Your task is to reproduce, exactly and only, the lines running from the line containing "For the purple" to the end of the data below, both included.

Photo-based referring expression data:

====

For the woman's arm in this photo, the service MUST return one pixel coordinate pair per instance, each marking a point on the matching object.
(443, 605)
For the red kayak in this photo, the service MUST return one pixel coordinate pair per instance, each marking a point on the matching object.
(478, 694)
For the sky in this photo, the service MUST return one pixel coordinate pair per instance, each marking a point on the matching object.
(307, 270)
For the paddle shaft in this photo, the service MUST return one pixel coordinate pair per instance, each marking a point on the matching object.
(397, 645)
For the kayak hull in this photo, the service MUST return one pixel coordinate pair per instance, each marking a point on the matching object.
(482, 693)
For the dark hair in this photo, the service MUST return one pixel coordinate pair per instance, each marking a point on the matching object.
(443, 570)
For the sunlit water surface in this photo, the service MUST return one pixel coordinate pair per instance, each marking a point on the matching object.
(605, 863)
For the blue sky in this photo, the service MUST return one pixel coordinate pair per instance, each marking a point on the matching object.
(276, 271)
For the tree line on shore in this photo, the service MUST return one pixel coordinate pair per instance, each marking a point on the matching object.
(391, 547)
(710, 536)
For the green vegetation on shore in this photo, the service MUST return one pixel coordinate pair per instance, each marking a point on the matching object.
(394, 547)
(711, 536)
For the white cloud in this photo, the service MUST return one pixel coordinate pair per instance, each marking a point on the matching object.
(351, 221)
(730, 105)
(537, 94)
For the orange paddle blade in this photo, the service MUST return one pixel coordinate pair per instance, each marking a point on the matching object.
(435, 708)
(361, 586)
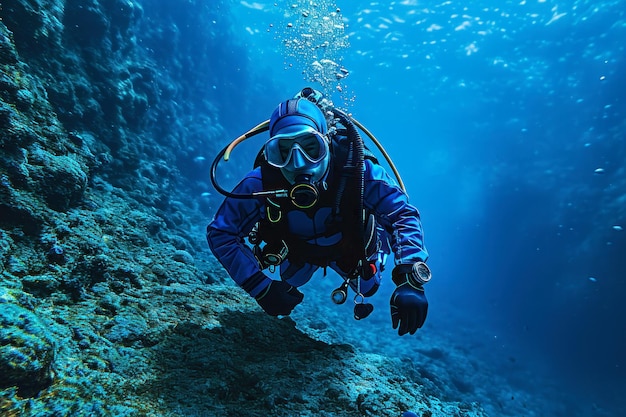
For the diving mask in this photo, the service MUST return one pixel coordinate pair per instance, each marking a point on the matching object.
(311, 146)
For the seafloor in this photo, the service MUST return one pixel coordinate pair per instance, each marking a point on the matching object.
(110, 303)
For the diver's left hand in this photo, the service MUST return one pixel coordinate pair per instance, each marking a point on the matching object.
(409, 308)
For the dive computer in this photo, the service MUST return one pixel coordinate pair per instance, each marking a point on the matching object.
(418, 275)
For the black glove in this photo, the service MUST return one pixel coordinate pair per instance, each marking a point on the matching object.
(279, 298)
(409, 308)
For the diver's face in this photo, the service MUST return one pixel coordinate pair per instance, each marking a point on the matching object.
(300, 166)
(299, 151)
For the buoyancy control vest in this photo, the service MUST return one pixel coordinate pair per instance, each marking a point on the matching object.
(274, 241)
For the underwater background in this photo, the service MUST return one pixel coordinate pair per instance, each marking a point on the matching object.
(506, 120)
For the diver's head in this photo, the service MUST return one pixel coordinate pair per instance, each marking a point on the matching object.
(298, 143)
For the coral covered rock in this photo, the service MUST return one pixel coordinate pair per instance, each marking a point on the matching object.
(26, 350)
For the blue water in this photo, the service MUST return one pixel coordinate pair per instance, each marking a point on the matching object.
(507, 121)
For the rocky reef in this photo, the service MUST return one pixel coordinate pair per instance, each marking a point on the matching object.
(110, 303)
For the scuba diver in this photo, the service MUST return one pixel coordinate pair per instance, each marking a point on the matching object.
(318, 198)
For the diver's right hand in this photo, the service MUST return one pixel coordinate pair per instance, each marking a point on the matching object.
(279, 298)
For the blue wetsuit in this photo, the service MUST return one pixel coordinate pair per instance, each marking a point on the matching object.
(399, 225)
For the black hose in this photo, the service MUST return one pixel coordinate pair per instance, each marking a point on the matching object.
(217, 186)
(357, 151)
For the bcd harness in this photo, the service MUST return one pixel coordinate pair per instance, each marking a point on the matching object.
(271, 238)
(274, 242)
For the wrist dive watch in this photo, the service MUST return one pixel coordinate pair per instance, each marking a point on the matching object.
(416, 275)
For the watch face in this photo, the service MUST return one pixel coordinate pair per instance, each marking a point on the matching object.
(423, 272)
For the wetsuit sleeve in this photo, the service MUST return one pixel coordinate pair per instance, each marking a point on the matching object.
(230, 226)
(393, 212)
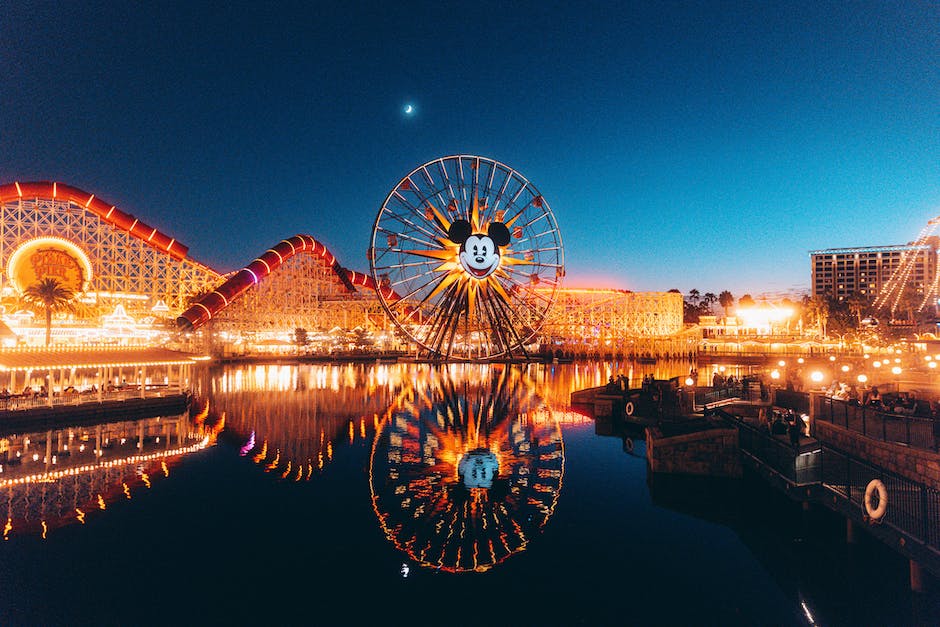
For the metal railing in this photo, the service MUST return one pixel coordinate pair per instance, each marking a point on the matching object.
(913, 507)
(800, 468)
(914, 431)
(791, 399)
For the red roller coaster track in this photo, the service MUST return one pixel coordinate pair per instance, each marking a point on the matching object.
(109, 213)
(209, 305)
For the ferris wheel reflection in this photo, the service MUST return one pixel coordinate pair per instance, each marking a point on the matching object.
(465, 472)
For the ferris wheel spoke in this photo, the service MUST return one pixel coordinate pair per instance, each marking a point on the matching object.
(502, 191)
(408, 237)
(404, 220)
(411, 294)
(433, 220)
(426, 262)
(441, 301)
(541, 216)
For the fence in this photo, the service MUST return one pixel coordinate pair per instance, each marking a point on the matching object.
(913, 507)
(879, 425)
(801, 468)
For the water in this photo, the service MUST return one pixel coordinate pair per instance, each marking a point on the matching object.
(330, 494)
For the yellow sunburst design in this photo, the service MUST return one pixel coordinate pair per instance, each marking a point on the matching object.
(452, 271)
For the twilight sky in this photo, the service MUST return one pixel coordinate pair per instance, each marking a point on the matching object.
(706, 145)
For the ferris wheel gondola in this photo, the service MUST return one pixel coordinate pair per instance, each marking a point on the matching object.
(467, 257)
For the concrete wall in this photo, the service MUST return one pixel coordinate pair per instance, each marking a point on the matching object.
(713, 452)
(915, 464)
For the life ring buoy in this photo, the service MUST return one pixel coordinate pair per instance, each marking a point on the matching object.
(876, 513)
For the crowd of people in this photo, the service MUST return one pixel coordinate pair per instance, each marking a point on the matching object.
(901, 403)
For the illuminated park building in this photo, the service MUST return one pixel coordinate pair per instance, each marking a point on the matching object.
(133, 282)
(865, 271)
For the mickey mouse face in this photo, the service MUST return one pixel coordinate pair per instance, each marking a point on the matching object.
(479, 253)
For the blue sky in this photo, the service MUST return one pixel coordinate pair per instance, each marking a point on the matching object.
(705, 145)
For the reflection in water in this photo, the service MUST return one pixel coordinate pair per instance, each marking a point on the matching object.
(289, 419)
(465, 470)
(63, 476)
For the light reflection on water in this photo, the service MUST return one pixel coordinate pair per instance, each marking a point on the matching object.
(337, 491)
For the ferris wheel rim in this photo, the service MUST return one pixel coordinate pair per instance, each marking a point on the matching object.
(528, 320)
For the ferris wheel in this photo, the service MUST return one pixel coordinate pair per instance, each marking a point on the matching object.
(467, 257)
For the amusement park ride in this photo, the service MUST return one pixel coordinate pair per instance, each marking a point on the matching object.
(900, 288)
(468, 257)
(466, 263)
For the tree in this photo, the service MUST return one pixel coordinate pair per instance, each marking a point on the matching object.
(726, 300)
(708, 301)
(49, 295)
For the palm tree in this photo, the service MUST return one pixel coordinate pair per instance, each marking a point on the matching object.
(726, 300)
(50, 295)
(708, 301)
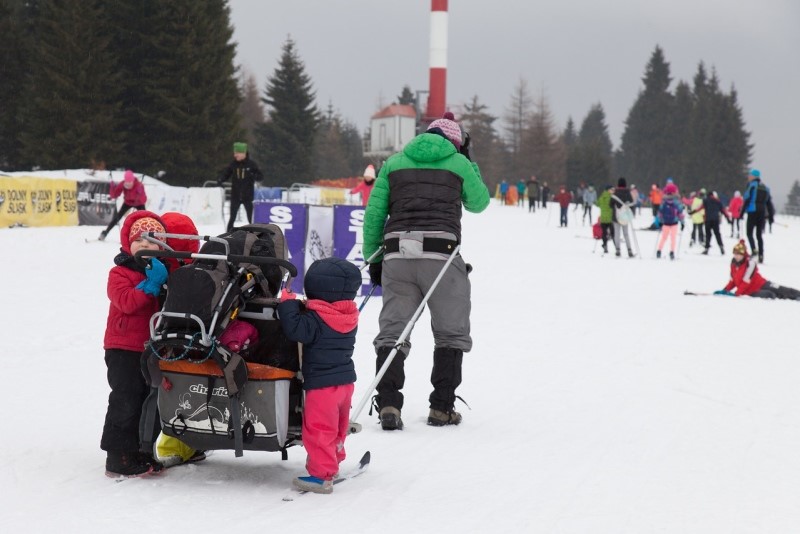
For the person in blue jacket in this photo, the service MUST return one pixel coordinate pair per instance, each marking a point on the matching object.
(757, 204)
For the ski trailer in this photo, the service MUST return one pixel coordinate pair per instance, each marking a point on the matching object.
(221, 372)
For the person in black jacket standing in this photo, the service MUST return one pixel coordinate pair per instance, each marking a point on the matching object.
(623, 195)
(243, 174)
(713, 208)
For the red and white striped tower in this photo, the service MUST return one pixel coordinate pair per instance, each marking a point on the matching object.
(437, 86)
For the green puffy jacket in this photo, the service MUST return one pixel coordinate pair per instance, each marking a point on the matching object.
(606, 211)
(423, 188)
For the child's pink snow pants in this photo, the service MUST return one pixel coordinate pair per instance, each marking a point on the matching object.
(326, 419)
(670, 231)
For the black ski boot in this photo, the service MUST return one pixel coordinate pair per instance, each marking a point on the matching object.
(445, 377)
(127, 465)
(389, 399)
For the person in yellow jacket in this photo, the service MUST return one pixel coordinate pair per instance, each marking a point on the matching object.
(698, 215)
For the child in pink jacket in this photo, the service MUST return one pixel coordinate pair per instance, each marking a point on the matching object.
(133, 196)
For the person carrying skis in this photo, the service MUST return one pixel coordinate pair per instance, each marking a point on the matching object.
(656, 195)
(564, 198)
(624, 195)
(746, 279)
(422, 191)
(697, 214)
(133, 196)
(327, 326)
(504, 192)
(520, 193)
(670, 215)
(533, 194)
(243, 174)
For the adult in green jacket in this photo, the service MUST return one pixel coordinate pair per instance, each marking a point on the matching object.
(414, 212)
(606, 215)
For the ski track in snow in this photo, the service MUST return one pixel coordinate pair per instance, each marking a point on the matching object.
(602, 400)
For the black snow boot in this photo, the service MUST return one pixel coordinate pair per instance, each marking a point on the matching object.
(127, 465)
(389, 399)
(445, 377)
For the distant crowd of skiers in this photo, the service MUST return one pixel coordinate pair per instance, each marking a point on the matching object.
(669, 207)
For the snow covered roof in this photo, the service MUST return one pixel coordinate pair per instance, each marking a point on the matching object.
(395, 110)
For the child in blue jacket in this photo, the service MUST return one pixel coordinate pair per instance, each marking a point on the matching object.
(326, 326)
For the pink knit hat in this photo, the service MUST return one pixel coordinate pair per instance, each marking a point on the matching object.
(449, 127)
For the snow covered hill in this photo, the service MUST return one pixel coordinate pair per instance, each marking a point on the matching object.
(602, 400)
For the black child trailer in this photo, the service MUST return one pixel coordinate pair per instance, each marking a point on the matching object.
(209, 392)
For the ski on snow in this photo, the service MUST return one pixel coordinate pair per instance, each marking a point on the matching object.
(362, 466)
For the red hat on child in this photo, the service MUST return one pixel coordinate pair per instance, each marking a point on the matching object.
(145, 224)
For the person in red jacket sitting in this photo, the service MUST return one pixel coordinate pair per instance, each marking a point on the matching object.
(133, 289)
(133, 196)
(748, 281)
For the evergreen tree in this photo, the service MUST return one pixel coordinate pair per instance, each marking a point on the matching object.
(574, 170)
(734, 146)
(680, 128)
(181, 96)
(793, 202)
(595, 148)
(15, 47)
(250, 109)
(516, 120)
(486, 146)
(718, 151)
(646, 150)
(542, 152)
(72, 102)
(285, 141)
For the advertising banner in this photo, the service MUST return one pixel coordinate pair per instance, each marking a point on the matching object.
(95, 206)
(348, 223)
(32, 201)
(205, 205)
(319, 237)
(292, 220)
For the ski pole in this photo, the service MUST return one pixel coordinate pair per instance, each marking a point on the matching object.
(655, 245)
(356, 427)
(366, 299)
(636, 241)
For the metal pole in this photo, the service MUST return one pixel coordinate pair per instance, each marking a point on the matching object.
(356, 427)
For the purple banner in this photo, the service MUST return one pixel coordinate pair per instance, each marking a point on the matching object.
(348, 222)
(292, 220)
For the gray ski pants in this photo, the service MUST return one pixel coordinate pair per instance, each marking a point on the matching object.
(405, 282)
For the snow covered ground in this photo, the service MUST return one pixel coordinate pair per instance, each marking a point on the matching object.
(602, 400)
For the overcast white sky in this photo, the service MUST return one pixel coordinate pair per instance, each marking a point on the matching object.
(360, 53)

====

* **Exercise output**
For the purple banner in this photo, the service MUST return one pixel coordinate pair per instance, each marking a point on the matching object.
(348, 222)
(292, 220)
For the gray ski pants in this photo, the service MUST return one pixel coordinate pair per instance, each marking a point on the matching object.
(405, 282)
For the snow covered ground in this photo, the service MUST return one pixel coordinate pair per instance, each marking a point on the matching object.
(602, 400)
For the overcast white sky in this photo, the service MUST return one pixel coordinate pair per instance, each marking a point on the matching object.
(360, 53)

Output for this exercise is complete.